SUPPLIED MATERIAL:
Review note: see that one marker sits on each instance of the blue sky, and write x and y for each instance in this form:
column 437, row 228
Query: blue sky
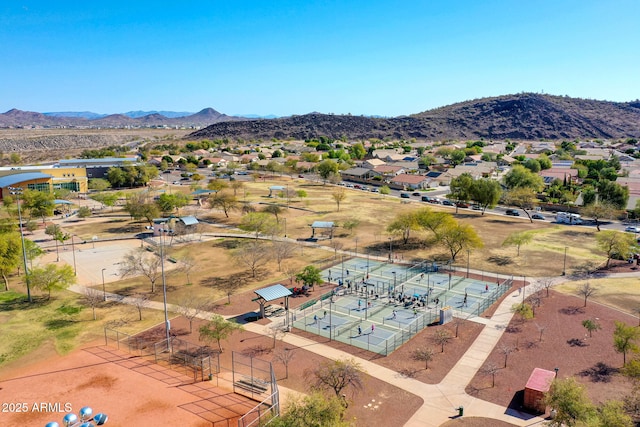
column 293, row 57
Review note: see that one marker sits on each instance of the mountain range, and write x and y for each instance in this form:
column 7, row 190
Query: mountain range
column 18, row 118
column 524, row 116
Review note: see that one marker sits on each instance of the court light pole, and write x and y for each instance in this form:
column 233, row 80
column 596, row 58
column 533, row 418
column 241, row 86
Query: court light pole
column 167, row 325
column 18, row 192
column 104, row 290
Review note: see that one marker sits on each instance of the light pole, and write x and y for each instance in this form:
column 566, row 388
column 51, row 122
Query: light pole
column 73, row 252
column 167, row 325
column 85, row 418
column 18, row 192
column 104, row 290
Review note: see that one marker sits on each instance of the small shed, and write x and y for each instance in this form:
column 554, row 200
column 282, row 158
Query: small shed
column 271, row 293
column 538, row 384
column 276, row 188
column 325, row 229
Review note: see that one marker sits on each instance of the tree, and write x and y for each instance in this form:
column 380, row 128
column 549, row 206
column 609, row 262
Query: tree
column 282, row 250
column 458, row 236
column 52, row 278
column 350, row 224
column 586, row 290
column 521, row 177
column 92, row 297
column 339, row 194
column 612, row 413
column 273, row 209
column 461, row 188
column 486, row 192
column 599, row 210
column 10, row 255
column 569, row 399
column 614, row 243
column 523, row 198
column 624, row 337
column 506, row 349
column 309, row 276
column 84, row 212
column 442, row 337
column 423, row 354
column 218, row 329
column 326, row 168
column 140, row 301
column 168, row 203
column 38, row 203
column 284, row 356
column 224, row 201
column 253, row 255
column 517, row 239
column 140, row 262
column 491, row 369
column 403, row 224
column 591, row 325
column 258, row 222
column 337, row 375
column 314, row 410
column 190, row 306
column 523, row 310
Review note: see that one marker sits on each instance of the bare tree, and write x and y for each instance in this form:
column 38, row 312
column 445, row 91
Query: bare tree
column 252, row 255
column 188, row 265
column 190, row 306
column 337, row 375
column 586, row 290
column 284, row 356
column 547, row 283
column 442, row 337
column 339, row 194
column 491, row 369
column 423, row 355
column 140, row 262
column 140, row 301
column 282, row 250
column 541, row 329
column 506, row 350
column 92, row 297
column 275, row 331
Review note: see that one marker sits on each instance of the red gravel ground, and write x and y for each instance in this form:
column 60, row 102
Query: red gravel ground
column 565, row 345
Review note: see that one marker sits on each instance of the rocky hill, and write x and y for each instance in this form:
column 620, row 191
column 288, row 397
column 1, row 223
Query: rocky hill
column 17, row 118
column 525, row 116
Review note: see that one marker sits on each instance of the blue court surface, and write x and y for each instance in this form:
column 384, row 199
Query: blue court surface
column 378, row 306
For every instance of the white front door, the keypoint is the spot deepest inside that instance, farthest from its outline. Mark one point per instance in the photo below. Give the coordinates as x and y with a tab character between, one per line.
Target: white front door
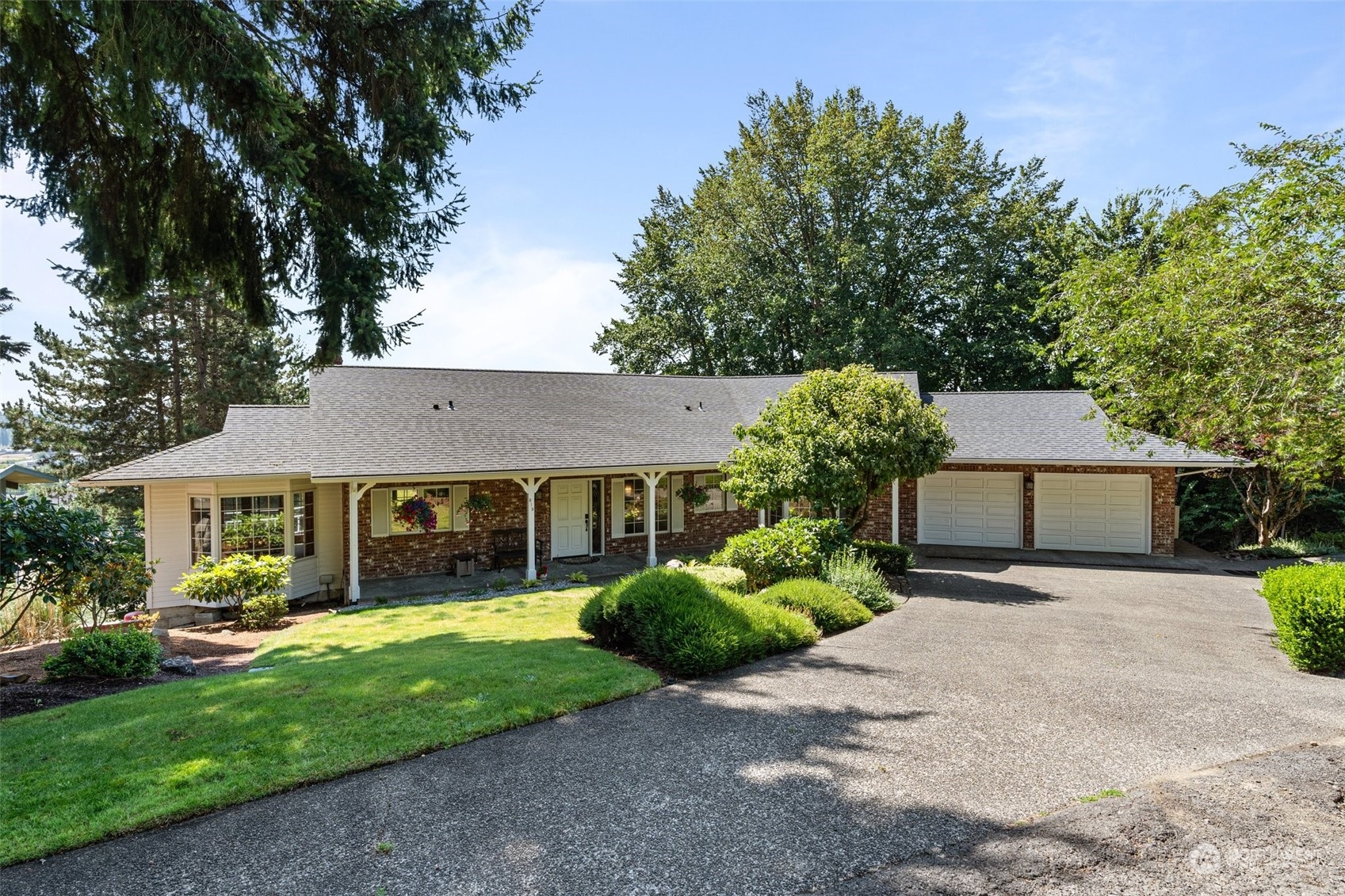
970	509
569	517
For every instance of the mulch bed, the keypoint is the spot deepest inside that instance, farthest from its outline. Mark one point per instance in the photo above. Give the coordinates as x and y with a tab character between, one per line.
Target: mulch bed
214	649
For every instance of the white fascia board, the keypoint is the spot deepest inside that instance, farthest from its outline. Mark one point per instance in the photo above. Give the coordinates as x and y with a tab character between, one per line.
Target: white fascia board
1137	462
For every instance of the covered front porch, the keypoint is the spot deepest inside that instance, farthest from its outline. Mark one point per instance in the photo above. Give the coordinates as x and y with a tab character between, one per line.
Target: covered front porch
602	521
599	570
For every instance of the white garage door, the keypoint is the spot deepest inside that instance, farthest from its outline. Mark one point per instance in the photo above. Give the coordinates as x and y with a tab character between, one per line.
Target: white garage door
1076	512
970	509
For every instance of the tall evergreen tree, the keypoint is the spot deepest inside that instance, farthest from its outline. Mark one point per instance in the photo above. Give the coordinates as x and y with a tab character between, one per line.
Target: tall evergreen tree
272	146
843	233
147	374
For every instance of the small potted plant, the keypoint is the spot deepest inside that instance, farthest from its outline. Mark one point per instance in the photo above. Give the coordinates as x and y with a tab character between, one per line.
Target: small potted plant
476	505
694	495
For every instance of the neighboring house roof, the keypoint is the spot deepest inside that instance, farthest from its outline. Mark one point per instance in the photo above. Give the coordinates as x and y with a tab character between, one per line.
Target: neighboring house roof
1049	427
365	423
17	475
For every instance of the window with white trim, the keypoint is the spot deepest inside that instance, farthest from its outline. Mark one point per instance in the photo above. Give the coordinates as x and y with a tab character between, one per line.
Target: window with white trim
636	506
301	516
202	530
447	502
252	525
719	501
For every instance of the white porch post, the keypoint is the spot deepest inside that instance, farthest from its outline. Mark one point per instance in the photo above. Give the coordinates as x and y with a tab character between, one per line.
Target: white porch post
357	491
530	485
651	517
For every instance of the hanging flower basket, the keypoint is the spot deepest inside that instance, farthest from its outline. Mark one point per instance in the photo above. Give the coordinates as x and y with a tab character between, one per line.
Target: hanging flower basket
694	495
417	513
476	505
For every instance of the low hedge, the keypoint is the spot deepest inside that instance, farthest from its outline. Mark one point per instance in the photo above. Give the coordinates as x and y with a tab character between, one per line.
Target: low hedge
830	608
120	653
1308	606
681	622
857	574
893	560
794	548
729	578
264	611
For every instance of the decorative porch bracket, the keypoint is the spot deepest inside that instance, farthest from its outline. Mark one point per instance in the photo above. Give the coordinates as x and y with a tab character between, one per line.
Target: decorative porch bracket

BRIEF: Every line that contains the string "this" should be copied from the entries.

OUTPUT BELOW:
Review note: see that one marker sits on each instance of the blue sky, and write x and y for each instance in this form:
Review note: see that one marker sits on each instance of the mountain range, and write x and y for each instance in this form:
Review note: see that one marker sits on each instance of the court light pole, and write x and y for each instance in this form:
Review note: see that one marker sits on each instance of the light pole, and write x and y for each instance in this form:
Review note: see that one marker sits on each instance of the small shed, and write x and y for each instance in this form:
Review note: see that one marker sits on each instance of the tree, and write x and y for each instance in this form:
Review note: see that one marker sits on each instance of the bare tree, and write x and y for each instance in this form:
Review note: see that one marker sits on each instance of the red gravel ground, and write x and y for each instance in this form:
Review note: see that one marker sits on each instance of the rocky hill, and write x and y for each instance in this form:
Review note: see that one marker sits on each instance of the blue court surface, and write x and y for each instance in this form:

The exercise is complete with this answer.